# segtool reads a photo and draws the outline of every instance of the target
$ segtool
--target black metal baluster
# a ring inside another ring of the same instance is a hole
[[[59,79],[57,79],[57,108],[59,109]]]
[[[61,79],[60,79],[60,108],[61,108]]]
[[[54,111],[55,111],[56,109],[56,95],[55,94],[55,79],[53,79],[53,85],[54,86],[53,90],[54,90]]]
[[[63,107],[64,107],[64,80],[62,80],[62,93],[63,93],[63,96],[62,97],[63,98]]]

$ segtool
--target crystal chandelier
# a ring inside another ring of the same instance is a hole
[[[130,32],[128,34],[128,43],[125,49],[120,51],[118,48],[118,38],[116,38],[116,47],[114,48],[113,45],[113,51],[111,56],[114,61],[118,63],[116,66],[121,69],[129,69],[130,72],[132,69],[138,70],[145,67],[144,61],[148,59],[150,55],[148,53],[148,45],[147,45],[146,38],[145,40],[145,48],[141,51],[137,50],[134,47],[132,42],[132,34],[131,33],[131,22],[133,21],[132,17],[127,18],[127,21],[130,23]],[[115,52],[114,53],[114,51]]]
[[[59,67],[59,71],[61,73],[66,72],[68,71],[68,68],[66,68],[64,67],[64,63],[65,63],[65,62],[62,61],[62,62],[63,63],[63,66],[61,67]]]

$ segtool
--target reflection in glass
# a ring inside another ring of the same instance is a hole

**WHAT TO WORK ON**
Please update the records above by replacing each "hole" with "gap", and keep everything else the same.

**EXERCISE OUTPUT**
# segtool reads a photo and draws the outline of every instance of the target
$ segtool
--target black metal baluster
# a ring inside another ring of the same instance is a gap
[[[59,79],[57,79],[57,108],[59,109]]]
[[[61,79],[60,79],[60,108],[61,108]]]
[[[54,111],[55,111],[56,109],[56,95],[55,94],[55,79],[53,79],[53,85],[54,86],[53,90],[54,90]]]
[[[63,107],[64,107],[64,80],[62,80],[62,93],[63,93],[63,96],[62,97],[63,98]]]

$ segtool
--target crystal chandelier
# a ring inside another ring of the same instance is a gap
[[[130,32],[128,34],[128,43],[125,49],[120,51],[118,48],[118,38],[116,38],[116,47],[114,48],[113,45],[113,51],[111,56],[114,61],[118,63],[116,66],[121,69],[129,69],[130,72],[132,69],[138,70],[145,67],[144,61],[148,59],[150,55],[148,53],[148,45],[147,45],[146,38],[145,40],[145,48],[141,51],[137,50],[134,47],[132,42],[132,34],[131,33],[131,22],[133,21],[132,17],[127,18],[127,21],[130,23]],[[115,52],[114,53],[114,51]]]
[[[59,67],[59,71],[61,73],[66,72],[68,71],[68,68],[66,68],[64,67],[64,63],[65,63],[65,62],[62,61],[62,62],[63,63],[63,66],[61,67]]]

$ segtool
--target reflection in glass
# a ring inside another ring of the same instance is a gap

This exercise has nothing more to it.